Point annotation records
==============================
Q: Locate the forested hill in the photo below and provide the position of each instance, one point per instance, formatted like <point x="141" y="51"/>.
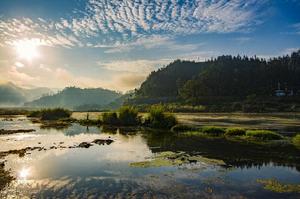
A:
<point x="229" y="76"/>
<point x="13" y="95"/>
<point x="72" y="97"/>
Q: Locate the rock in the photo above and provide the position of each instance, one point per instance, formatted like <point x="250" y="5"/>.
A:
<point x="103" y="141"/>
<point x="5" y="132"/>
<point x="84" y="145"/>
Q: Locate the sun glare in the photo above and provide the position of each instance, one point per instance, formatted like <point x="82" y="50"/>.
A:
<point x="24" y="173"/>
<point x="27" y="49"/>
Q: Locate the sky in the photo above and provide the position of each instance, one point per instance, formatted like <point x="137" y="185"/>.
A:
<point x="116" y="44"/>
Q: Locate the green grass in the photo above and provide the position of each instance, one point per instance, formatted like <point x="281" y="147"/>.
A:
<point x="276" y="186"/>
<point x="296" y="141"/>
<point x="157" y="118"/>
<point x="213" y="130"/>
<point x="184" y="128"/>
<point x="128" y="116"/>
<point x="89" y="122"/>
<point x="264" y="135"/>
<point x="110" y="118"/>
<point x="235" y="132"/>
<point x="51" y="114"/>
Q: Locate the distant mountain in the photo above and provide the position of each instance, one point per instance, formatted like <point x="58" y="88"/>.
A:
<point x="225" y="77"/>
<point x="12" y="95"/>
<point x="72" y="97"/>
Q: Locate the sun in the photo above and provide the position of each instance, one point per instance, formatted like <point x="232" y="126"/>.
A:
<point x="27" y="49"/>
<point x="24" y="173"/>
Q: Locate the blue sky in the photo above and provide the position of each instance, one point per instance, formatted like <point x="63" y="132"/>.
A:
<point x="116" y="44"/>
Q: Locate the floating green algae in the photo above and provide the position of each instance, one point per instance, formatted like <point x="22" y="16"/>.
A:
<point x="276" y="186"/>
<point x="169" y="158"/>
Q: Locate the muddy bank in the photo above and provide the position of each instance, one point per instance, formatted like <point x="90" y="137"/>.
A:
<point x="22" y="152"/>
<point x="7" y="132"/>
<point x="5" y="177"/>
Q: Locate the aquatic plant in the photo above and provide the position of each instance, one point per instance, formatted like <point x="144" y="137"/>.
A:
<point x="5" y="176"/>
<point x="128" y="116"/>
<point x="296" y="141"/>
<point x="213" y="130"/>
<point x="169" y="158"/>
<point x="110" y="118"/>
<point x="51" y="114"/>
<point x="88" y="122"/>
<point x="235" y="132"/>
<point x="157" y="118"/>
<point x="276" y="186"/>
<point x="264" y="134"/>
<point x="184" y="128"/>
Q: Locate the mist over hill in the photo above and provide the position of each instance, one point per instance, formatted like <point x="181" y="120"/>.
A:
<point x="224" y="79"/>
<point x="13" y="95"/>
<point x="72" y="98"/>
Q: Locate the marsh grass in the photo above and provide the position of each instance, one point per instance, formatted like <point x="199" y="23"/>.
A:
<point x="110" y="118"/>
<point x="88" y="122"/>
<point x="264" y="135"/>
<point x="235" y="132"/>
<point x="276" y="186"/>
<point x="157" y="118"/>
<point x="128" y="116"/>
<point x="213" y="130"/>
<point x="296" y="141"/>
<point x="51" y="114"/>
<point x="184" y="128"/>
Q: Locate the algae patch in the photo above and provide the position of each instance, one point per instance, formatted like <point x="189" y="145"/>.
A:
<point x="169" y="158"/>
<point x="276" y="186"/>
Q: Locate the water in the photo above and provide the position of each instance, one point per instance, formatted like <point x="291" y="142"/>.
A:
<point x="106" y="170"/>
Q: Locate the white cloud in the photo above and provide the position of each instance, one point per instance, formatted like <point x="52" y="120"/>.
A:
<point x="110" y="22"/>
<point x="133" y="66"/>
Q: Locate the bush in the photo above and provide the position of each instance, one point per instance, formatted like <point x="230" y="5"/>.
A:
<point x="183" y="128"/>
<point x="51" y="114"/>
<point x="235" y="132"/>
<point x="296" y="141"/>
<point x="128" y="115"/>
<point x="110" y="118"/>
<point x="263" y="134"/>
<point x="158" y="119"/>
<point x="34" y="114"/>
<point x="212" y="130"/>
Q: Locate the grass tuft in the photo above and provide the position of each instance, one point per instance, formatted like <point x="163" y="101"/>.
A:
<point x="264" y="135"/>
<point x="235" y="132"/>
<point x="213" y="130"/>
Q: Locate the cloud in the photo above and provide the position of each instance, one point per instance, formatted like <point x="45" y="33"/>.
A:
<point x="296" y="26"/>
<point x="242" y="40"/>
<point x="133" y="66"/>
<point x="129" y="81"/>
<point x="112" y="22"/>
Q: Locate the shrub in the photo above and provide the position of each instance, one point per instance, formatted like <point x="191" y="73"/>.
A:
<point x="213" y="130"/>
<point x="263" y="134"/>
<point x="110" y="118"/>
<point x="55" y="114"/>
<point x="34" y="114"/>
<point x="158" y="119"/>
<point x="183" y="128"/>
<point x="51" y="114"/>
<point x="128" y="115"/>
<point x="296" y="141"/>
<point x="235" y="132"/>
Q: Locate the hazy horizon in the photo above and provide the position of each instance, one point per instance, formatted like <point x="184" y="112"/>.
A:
==============================
Objective:
Copy out each line word for word, please, skipping the images.

In response:
Q: Locate the forested hill in the photo below and provide the position of each instance, one point per instance, formatted like <point x="141" y="51"/>.
A:
<point x="229" y="76"/>
<point x="13" y="95"/>
<point x="72" y="97"/>
Q: Locate the rock in the photo above and provide the position of each instance, one point per instance, formatted like <point x="250" y="5"/>.
A:
<point x="103" y="141"/>
<point x="5" y="132"/>
<point x="84" y="145"/>
Q: Locate the sun glare in the photo above and provide the position of each instance, one point per instance, formatted like <point x="82" y="50"/>.
A:
<point x="24" y="173"/>
<point x="27" y="49"/>
Q: Locate the sky in the photo above and provide the position of each instance, one point per instance, formatted like <point x="137" y="185"/>.
A:
<point x="116" y="44"/>
Q: Locate the green grass in the photo above and provide the position of each instance, one point per instance, formatted like <point x="281" y="147"/>.
A:
<point x="276" y="186"/>
<point x="296" y="141"/>
<point x="157" y="118"/>
<point x="213" y="130"/>
<point x="184" y="128"/>
<point x="128" y="116"/>
<point x="89" y="122"/>
<point x="264" y="135"/>
<point x="110" y="118"/>
<point x="235" y="132"/>
<point x="51" y="114"/>
Q: Locate the distant mountain in the photo above and provide the position of each instance, one point per instance, formatted like <point x="58" y="88"/>.
A:
<point x="225" y="77"/>
<point x="12" y="95"/>
<point x="72" y="97"/>
Q: Locate the sun in the photo above and provide the position of each instance, one point per instance, formatted like <point x="232" y="126"/>.
A:
<point x="27" y="49"/>
<point x="24" y="173"/>
Q: Locate the blue sky in the photo above and provide the position of each instance, one point per instance, formatted like <point x="63" y="132"/>.
A:
<point x="116" y="44"/>
Q: Locate the floating green algae in the photo above and provide the position of each instance, one point per instance, formatted like <point x="22" y="16"/>.
A:
<point x="276" y="186"/>
<point x="169" y="158"/>
Q: Locate the muddy bank in the photo above and provide the position of each instance, one point per instance, formatted like <point x="90" y="137"/>.
A:
<point x="22" y="152"/>
<point x="7" y="132"/>
<point x="5" y="177"/>
Q: Locate the aquatic plant in the photo above and provide the position of each instance, one point per instance, formatted like <point x="144" y="137"/>.
A:
<point x="5" y="176"/>
<point x="128" y="116"/>
<point x="296" y="141"/>
<point x="213" y="130"/>
<point x="169" y="158"/>
<point x="110" y="118"/>
<point x="51" y="114"/>
<point x="88" y="122"/>
<point x="235" y="132"/>
<point x="157" y="118"/>
<point x="276" y="186"/>
<point x="264" y="134"/>
<point x="184" y="128"/>
Q: Locate the mist over hill in the photo above and provide the position of each instance, one point per instance, formatted like <point x="181" y="120"/>.
A:
<point x="224" y="79"/>
<point x="13" y="95"/>
<point x="72" y="98"/>
Q: Locate the marsh grass in the photo above and provide the position of each instance, one point per instance, formatted like <point x="199" y="23"/>.
A:
<point x="110" y="118"/>
<point x="88" y="122"/>
<point x="264" y="135"/>
<point x="235" y="132"/>
<point x="276" y="186"/>
<point x="157" y="118"/>
<point x="128" y="116"/>
<point x="213" y="130"/>
<point x="296" y="141"/>
<point x="51" y="114"/>
<point x="184" y="128"/>
Q: Locate the algae patch in the photo above and provide the position of each instance, one point per instance, formatted like <point x="189" y="145"/>.
A:
<point x="169" y="158"/>
<point x="276" y="186"/>
Q: Locate the water in the photo above and provide the position of each instance, one point per instance, formatted like <point x="291" y="142"/>.
A:
<point x="106" y="170"/>
Q: Locate the white cloud in the photo above and provide the position of each instance, one point per instance, formatted like <point x="52" y="120"/>.
A:
<point x="110" y="22"/>
<point x="133" y="66"/>
Q: Locate the bush in the photo above and provide the position of each instance, one point per instance, formatted like <point x="230" y="5"/>.
A:
<point x="183" y="128"/>
<point x="51" y="114"/>
<point x="235" y="132"/>
<point x="296" y="141"/>
<point x="128" y="115"/>
<point x="110" y="118"/>
<point x="263" y="134"/>
<point x="158" y="119"/>
<point x="34" y="114"/>
<point x="212" y="130"/>
Q: Locate the grass tuft in the photo above and provide the position of each instance, one point per instance, formatted like <point x="163" y="101"/>.
A:
<point x="264" y="135"/>
<point x="235" y="132"/>
<point x="213" y="130"/>
Q: Locate the cloud in the photo above and provide the position of each instance, one point per instance, formatted like <point x="45" y="33"/>.
A:
<point x="296" y="26"/>
<point x="242" y="40"/>
<point x="133" y="66"/>
<point x="129" y="81"/>
<point x="112" y="22"/>
Q: Locate the shrub in the photo above and provide the position of each instance, one point per instance, formatted like <point x="191" y="73"/>.
A:
<point x="213" y="130"/>
<point x="263" y="134"/>
<point x="110" y="118"/>
<point x="55" y="114"/>
<point x="34" y="114"/>
<point x="158" y="119"/>
<point x="183" y="128"/>
<point x="51" y="114"/>
<point x="128" y="115"/>
<point x="296" y="141"/>
<point x="235" y="132"/>
Q: Locate the hazy horizon in the photo above and provide the position of each instance, one point per instance, formatted like <point x="184" y="112"/>.
A:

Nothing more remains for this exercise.